◆ Task details ◆
Extract each line of the records that contains the word "patterned".

--- Data shown ---

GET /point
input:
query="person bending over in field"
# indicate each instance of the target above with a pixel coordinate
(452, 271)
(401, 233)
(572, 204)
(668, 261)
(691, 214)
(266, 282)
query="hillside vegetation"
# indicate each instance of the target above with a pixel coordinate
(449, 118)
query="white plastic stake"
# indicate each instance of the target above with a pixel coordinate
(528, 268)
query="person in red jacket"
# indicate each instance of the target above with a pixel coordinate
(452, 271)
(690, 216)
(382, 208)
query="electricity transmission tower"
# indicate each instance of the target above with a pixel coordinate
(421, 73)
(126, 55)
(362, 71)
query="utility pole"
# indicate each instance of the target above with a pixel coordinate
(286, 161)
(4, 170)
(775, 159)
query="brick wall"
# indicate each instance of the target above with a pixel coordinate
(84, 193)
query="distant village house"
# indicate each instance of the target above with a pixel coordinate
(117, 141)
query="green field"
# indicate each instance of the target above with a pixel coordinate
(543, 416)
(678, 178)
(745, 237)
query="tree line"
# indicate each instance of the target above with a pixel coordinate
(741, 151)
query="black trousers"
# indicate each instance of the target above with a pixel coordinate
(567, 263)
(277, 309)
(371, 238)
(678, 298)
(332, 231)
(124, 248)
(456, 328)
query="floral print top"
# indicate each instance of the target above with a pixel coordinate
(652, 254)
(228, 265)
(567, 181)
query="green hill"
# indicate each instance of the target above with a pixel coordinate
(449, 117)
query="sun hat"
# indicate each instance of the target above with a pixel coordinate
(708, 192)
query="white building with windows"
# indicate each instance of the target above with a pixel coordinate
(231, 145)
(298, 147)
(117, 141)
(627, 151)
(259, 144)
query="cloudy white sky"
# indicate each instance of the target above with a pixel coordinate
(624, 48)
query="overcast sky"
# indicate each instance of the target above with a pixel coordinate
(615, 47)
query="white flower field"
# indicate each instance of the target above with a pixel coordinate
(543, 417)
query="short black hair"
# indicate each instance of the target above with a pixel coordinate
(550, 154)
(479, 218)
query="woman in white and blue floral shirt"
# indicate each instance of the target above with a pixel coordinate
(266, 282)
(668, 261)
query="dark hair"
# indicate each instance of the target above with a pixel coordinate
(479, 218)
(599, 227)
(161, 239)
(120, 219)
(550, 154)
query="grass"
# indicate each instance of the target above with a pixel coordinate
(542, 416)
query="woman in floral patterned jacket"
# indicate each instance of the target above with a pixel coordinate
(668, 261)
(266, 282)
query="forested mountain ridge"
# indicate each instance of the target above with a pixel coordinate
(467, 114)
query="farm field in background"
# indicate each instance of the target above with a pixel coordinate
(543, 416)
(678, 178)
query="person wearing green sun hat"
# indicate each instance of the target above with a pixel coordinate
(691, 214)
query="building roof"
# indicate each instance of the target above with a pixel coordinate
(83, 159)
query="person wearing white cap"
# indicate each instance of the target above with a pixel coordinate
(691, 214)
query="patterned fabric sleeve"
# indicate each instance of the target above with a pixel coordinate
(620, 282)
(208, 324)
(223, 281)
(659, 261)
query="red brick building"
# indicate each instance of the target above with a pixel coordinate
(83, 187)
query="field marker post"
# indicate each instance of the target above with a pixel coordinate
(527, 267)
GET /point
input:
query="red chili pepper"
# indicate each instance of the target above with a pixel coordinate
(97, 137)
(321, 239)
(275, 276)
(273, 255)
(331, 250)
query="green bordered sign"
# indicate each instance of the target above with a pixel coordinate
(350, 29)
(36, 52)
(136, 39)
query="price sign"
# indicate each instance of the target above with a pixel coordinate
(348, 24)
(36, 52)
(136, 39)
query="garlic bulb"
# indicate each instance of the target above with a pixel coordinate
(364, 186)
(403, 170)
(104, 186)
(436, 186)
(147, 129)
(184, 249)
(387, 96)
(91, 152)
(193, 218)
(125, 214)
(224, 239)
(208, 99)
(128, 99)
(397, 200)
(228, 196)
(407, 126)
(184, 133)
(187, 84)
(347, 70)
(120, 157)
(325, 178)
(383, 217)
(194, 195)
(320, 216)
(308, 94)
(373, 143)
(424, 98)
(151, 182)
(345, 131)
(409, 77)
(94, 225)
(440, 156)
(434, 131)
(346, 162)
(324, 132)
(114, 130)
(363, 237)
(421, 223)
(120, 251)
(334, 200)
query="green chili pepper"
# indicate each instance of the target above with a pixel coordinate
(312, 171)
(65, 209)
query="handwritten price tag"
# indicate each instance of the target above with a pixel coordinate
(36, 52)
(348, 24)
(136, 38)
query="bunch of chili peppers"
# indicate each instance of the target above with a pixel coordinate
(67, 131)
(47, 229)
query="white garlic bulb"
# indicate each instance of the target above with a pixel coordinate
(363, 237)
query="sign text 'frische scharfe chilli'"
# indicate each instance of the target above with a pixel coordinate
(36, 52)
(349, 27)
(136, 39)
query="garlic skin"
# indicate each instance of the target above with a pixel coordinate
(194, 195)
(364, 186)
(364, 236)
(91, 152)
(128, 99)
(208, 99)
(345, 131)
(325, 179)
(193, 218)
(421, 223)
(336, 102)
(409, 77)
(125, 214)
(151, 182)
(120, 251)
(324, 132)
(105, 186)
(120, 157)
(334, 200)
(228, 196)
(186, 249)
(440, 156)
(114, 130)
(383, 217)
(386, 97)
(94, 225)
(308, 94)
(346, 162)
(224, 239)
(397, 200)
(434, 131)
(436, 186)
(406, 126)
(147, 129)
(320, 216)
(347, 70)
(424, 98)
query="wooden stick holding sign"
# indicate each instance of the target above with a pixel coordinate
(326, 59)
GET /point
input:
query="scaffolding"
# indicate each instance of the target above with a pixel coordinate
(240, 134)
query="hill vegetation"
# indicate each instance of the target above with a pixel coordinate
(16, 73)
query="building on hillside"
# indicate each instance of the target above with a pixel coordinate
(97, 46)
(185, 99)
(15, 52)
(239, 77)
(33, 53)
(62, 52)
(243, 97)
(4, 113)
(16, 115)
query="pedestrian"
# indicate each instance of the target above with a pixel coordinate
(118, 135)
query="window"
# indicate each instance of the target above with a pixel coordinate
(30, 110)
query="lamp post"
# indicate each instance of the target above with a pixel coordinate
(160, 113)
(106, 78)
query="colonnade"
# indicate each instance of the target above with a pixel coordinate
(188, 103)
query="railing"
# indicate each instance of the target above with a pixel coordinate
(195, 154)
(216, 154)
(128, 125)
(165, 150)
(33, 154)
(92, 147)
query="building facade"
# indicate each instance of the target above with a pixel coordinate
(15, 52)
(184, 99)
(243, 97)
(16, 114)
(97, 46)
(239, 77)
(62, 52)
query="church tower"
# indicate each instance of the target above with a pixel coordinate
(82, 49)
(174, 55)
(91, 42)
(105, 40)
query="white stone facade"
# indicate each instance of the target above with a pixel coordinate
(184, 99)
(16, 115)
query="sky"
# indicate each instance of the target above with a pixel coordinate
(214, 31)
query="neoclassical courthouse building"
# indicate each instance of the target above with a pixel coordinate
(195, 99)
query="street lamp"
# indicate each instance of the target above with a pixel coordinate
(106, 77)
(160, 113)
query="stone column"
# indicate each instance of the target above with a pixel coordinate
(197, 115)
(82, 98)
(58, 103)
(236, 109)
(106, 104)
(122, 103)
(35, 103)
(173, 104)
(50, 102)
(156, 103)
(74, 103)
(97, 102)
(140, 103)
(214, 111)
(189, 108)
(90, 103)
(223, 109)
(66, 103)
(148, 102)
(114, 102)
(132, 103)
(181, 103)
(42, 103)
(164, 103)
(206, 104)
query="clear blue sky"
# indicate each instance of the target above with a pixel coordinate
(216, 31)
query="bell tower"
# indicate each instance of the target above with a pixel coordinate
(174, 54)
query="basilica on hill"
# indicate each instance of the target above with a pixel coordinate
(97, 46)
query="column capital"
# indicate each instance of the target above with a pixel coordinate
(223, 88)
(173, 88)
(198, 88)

---

◆ Completed exercise ◆
query="woman in floral patterned jacket"
query="patterned fabric sleeve"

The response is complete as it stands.